## Exercise requirements
Every record below is to be restated verbatim, though its images are not.

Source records

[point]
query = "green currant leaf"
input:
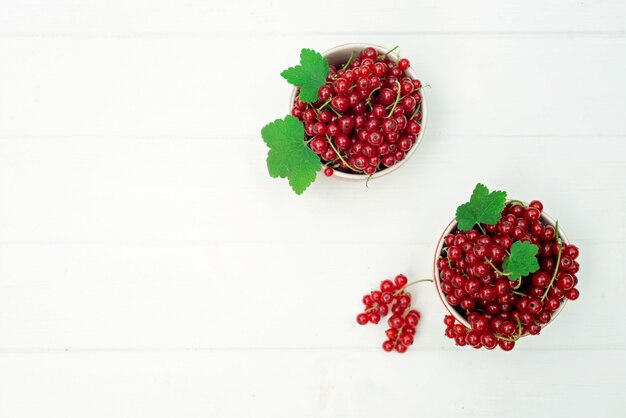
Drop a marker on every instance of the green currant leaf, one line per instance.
(310, 75)
(289, 156)
(522, 261)
(483, 207)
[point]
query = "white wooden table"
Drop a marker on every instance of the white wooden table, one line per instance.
(149, 266)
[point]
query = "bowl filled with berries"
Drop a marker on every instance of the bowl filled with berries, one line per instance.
(503, 269)
(357, 112)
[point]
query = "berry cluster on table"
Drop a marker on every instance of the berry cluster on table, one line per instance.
(391, 297)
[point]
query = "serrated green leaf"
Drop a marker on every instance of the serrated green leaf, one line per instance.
(483, 207)
(522, 261)
(289, 156)
(310, 75)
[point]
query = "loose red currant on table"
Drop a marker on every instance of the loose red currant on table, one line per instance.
(371, 101)
(392, 297)
(500, 310)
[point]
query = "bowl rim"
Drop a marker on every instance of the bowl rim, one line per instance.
(546, 218)
(424, 109)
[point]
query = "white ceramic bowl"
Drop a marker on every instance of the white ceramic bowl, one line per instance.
(338, 56)
(545, 218)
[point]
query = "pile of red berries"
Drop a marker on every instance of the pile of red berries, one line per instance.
(403, 320)
(500, 310)
(367, 116)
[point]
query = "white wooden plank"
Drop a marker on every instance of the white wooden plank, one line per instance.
(129, 190)
(253, 295)
(246, 16)
(313, 383)
(481, 85)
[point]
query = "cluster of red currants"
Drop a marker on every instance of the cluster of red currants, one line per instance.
(500, 310)
(403, 320)
(367, 116)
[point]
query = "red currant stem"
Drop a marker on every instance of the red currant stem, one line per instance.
(558, 262)
(371, 308)
(398, 336)
(506, 338)
(496, 269)
(411, 284)
(390, 51)
(417, 109)
(368, 101)
(325, 103)
(336, 113)
(395, 103)
(330, 142)
(349, 61)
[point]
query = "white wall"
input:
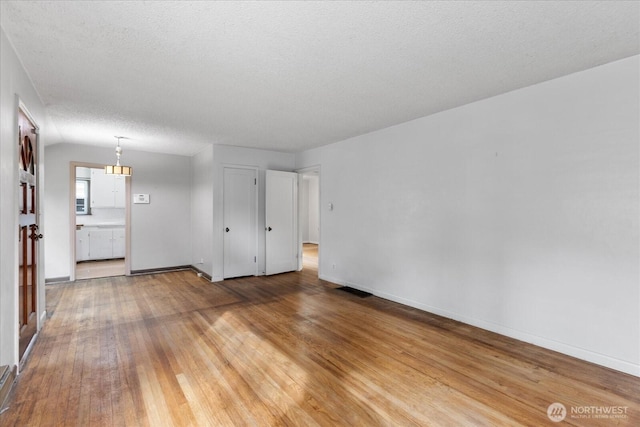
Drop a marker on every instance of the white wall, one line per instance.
(235, 156)
(160, 231)
(14, 84)
(518, 214)
(202, 210)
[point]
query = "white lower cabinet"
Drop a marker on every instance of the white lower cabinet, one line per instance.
(82, 245)
(99, 243)
(118, 243)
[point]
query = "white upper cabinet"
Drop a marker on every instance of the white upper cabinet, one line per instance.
(107, 191)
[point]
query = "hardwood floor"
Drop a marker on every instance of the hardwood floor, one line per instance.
(174, 349)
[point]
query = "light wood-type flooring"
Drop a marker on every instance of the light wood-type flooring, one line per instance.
(174, 349)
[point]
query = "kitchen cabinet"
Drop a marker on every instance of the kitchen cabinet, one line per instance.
(94, 243)
(107, 191)
(82, 244)
(118, 243)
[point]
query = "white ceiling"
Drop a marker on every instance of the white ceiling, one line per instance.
(176, 75)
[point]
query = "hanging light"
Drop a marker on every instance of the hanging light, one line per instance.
(117, 169)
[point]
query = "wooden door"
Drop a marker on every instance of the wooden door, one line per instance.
(29, 234)
(281, 222)
(240, 226)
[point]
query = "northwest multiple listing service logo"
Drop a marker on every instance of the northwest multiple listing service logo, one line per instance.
(558, 412)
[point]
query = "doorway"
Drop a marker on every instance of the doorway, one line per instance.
(29, 233)
(99, 219)
(240, 208)
(310, 217)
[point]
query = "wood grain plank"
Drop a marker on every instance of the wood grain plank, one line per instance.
(175, 349)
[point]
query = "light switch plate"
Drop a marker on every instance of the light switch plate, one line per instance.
(141, 198)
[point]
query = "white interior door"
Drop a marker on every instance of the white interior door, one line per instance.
(281, 222)
(240, 226)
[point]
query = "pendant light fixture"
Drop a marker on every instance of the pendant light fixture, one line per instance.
(117, 169)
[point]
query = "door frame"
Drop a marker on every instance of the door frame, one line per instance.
(40, 304)
(310, 170)
(255, 214)
(72, 218)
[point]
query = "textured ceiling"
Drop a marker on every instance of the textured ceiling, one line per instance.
(176, 75)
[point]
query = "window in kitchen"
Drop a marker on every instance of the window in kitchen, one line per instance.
(82, 197)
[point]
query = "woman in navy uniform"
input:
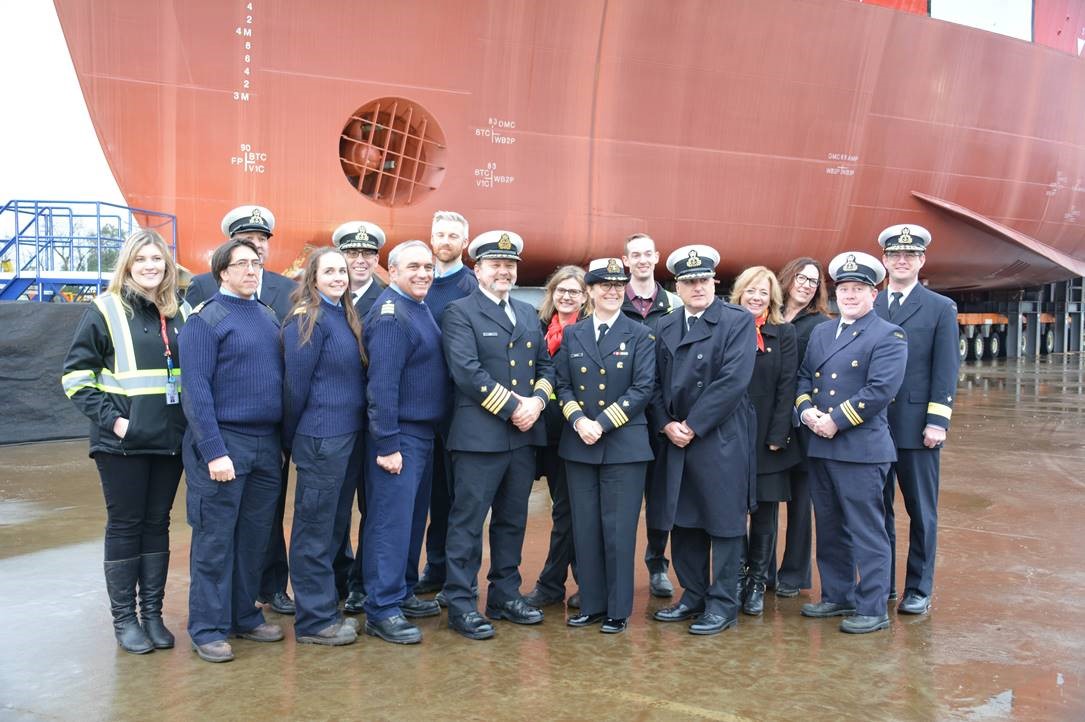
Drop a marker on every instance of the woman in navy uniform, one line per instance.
(124, 372)
(565, 303)
(852, 371)
(605, 372)
(805, 305)
(704, 356)
(771, 391)
(323, 414)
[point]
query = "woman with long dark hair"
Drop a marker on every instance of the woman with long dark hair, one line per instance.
(565, 302)
(323, 420)
(773, 393)
(805, 305)
(124, 372)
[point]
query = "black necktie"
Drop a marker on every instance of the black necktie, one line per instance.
(894, 305)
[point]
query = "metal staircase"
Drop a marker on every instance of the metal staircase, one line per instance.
(66, 250)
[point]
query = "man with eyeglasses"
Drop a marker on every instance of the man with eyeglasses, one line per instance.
(231, 451)
(919, 417)
(360, 243)
(254, 224)
(647, 302)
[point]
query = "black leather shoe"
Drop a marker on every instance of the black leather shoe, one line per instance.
(355, 603)
(585, 620)
(827, 609)
(472, 625)
(517, 611)
(396, 630)
(660, 585)
(428, 585)
(415, 608)
(281, 603)
(754, 604)
(914, 604)
(539, 598)
(676, 612)
(613, 625)
(864, 624)
(710, 623)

## Finished exercise
[point]
query = "green currant leaf"
input:
Drop a marker on every instance of the green currant leaf, one line per instance.
(310, 75)
(289, 156)
(522, 261)
(483, 207)
[point]
query = "white wooden table"
Drop a marker on every instance of the white wooden table, one line per instance.
(149, 266)
[point]
query = "bowl filled with berries"
Drop a marker on every instance of the bowl filled with berries, one line per instance.
(503, 269)
(357, 112)
[point]
query = "berry cluster on table"
Drop a marker on every instance of the berry cluster on table, one line per instance.
(391, 297)
[point]
query = "serrated green leaf"
Drop a marker on every instance of the serrated green leaf, one line per instance.
(483, 207)
(522, 261)
(289, 156)
(310, 75)
[point]
query = "loose red currant on table"
Drop a marker on every instance of the loose red currant on table, one line per instance.
(371, 101)
(392, 297)
(500, 310)
[point]
query = "bowl rim"
Drop a marker on every instance of the bowl rim, one line per instance.
(546, 218)
(424, 109)
[point]
query = "white ceramic bowl"
Drop a marker on every instance of the white ceramic bowl, one line per instance.
(338, 56)
(545, 218)
[point]
query = "pile of red berries"
Drop a marker on every instance of the pile of red berries, one line per instance.
(403, 320)
(500, 310)
(367, 116)
[point]
query = "white wooden plank"
Drop a marker on every instance of the white wooden plank, one line per instance.
(129, 190)
(253, 295)
(246, 16)
(313, 383)
(481, 85)
[point]
query = "cluster of red currants"
Drop a marker on every instance of the cluster of red currants, one line per instance.
(500, 310)
(403, 320)
(367, 116)
[point]
query = "red currant stem"
Drop a marker on every instance of the red currant stem, one line per instance.
(558, 262)
(371, 308)
(398, 336)
(506, 338)
(496, 269)
(411, 284)
(390, 51)
(417, 109)
(368, 101)
(325, 103)
(336, 113)
(395, 103)
(330, 142)
(349, 61)
[point]
query = "white wall"
input:
Drop a marker on every instance of the white wall, one line per instance.
(235, 156)
(160, 231)
(14, 84)
(518, 214)
(202, 210)
[point]
query = "white lower cabinet"
Drop a marker on every instance of the white lower cabinet, one line per instance.
(82, 245)
(99, 243)
(118, 243)
[point]
query = "white upper cabinet"
Drop a marker on every instance of the white upper cabinet, one line per instance.
(107, 191)
[point]
query = "hardwood floor"
Drop a marker on every instance of the hardwood floor, one line per instance.
(174, 349)
[point]
query = "light wood-type flooring"
Drop a marker on every instance of the light wood-type flooring, one line per instance.
(174, 349)
[point]
query = "kitchen cabinet"
Drop a marker on every instance of the kitchen cabinet, one line per instance.
(94, 243)
(107, 191)
(82, 244)
(118, 243)
[point]
query = "white ceiling"
Drop a marker on every instance of the white ceiling, one line per instance.
(176, 75)
[point]
query = "hanging light"
Drop a marker on every instance of the hanging light, one line per instance.
(117, 169)
[point]
query = "wooden door"
Drop a marker on every instance of the wooden door, one line per instance.
(29, 234)
(281, 222)
(240, 226)
[point]
query = "northwest multiple listing service logo"
Drop a marker on every instance of the northwest multiple listing service logo, one line per instance.
(558, 412)
[point]
query = "doorway"
Drop a marker on every instance of the doorway, one line per instance.
(29, 233)
(99, 219)
(240, 208)
(310, 217)
[point]
query = "wood grain plank"
Drop a marker on every instance of the wood grain plank, one line per instance.
(175, 349)
[point]
query = "light switch plate"
Drop a marker on every instance of the light switch plate, one line per instance.
(141, 198)
[point]
query = "white interior door"
Drop a marker on every instance of the white interior door, one line per instance.
(281, 222)
(240, 226)
[point]
query = "pendant light fixture"
Drop a marker on every instance of the pendant light fixture, one line per instance.
(117, 169)
[point]
query = "door frame"
Drop a marker on every instance of the door frame, one line per instance.
(40, 304)
(310, 170)
(255, 214)
(72, 218)
[point]
query = "textured ceiling"
Drop a marker on every instance of the textured ceiling, one line per instance.
(176, 75)
[point]
query = "window in kitchen"
Drop a marker on every instance of the window in kitchen, one line per instance.
(82, 197)
[point]
query = "woman in navy uniform"
input:
Drop a marker on every instance of the woman in navy uniform, one line per instance.
(124, 372)
(565, 303)
(852, 371)
(605, 372)
(805, 305)
(704, 356)
(771, 391)
(323, 414)
[point]
query = "woman with long dark hair"
Drop a marker on every instance of the woman with long dark hair, one line per instance.
(565, 302)
(323, 420)
(773, 393)
(805, 305)
(124, 372)
[point]
query = "black necktie"
Drop a marker on every instance of the black necktie, one line per instance.
(894, 305)
[point]
query = "metal staircase"
Drop a marker on every instance of the metal staircase, one line per instance.
(66, 250)
[point]
query = "man with eyeglasses"
Drop a marker on every instance of the man with eyeglasses, one line per instance.
(231, 451)
(919, 417)
(360, 243)
(254, 224)
(647, 302)
[point]
query = "black leather shoe"
Drop a marker on every instance of the black leather shoe, one line per instance.
(355, 603)
(585, 620)
(827, 609)
(472, 625)
(517, 611)
(396, 630)
(660, 585)
(428, 585)
(415, 608)
(281, 603)
(754, 604)
(914, 604)
(539, 598)
(676, 612)
(613, 625)
(864, 624)
(710, 623)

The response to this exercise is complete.